*PASSAGE PROVIDED:*

BEGIN

Something about the euphoria that greeted Scotland’s new flavour-of-the-month status in British tourism made me shudder.
Something about the celebratory smugness that greeted new numbers of visitors and new millions of pounds generated while Edinburgh strangles its own infrastructure, while the human waste piles up along the roadsides of the North Coast 500, while disgorged cruise liners clog the streets of Kirkwall and motorhomes throttle the skinny back roads of Skye, while carefree mobs picnic on the battlefield at Culloden… something about all that made me reach for my bookshelves and sanity.
I found it at once because I know where sanity lies in my bookshelves. It lies in a book called A Sand County Almanac. In particular it lies in the foreword which is signed off: “Aldo Leopold, Madison, Wisconsin, 4 March 1948”.
The book wasn’t published until after his death, so more than 70 years ago, Aldo Leopold already knew this much: “Our bigger-and-better society is now like a hypochondriac, so obsessed with its own economic health as to have lost the capacity to remain healthy.”
There, in 26 words, is the nub of our condition. The bottom line for everything which we pronounce to be a success is whether or not it will be good for the economy. Whether or not it will be good for our land, whether or not it will serve the cause of beauty, whether or not it will enhance our quality of life, and whether or not it will enhance the quality of life and the diversity of those tribes of nature with which we share this land… these are considerations that do not enter into the equation.
In innumerable ways, A Sand County Almanac is the best work of nature writing in the language we call English, full of insight and timeless truths. In 70 years, it has never been out of print. Its focus may be the American landscape, but its truths are eternal and its prophecies are global in their reach.
Leopold’s brief foreword is divided into three sections. The final one, from which the quote above is taken, begins thus: “We abuse land because we regard it as a commodity belonging to us. When we see land as a community to which we belong, we may begin to use it with love and respect. There is no other way for land to survive the impact of mechanized man, nor for us to reap from it the aesthetic harvest it is capable, under science, of contributing to culture.
“That land is a community is the basic concept of ecology, but that land is to be loved and respected is an extension of ethics. That land yields a cultural harvest is a fact long known, but latterly often forgotten.”
The foreword’s final sentences set up everything that follows: “Nothing could be more salutary at this stage than a little healthy contempt for a plethora of material blessings. Perhaps such a shift in values can be achieved by reappraising things unnatural, tame, and confined, in terms of things natural, wild and free.”

END

*RECORD SET:*
BEGIN

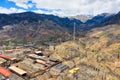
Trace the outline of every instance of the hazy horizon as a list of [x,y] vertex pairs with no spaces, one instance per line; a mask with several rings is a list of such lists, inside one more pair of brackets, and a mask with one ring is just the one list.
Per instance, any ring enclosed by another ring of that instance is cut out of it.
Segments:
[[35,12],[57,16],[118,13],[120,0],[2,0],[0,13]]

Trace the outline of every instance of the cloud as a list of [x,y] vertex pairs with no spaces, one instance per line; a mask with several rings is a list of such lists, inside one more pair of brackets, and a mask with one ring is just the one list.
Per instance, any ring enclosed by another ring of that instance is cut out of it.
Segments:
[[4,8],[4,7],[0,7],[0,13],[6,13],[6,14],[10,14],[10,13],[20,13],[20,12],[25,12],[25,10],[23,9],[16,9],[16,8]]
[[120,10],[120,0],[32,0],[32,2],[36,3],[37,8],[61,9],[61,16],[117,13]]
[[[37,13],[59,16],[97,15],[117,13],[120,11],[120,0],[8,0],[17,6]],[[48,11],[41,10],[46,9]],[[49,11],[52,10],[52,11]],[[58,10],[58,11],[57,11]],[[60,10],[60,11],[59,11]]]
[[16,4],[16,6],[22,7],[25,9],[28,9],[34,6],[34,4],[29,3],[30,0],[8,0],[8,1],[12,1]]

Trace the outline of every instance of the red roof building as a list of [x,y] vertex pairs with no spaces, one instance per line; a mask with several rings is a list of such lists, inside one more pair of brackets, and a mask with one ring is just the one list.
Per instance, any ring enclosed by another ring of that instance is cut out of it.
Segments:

END
BEGIN

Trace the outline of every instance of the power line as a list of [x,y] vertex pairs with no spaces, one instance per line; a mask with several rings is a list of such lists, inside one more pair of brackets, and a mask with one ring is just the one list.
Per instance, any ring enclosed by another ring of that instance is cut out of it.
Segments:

END

*WORK TASK 1:*
In the passage on A Sand County Almanac, how is the book's foreword signed off?
*WORK TASK 2:*
Reproduce the passage on A Sand County Almanac between "There, in 26" and "in their reach.", inclusive.
*WORK TASK 3:*
Take the passage on A Sand County Almanac further, continuing from its final sentence.
The lines that come after the passage on A Sand County Almanac are separate material.

*OUTPUT 1:*
"Aldo Leopold, Madison, Wisconsin, 4 March 1948"

*OUTPUT 2:*
There, in 26 words, is the nub of our condition. The bottom line for everything which we pronounce to be a success is whether or not it will be good for the economy. Whether or not it will be good for our land, whether or not it will serve the cause of beauty, whether or not it will enhance our quality of life, and whether or not it will enhance the quality of life and the diversity of those tribes of nature with which we share this land… these are considerations that do not enter into the equation.
In innumerable ways, A Sand County Almanac is the best work of nature writing in the language we call English, full of insight and timeless truths. In 70 years, it has never been out of print. Its focus may be the American landscape, but its truths are eternal and its prophecies are global in their reach.

*OUTPUT 3:*
A small symptom of all that is Doune Castle, halfway between Dunblane and Callander. I have known this place for 40 years, the extraordinary power of the building’s 15th Century architecture, and the quiet beauty of the uncoiling River Teith below its rock plinth. Kingfishers, sandpipers, dippers, grey wagtails, otters and pine martens are among the natives, and the riverside paths have always delighted the native people.
Then, in quick session, the castle was claimed by Ivanhoe, Monty Python, Game of Thrones and Outlander, and while VisitScotland clucks and struts its approval, the dignity of the 600-year-old architecture and the unhampered progress of “things natural, wild and free” have been trashed.
The place is on every tour operator’s must-see list, and what I think of as tripadvisor syndrome has the place by the throat. The access road is, well, mediaeval, and narrower than some of the hundreds of coaches that creep down it towards a small car park that can’t handle the number of cars that want to use it, far less the campervans and motorhomes. The one-way system of entering and leaving the car park is not negotiable for coaches and motorhomes, but that doesn’t stop them trying. Chaos has become routine.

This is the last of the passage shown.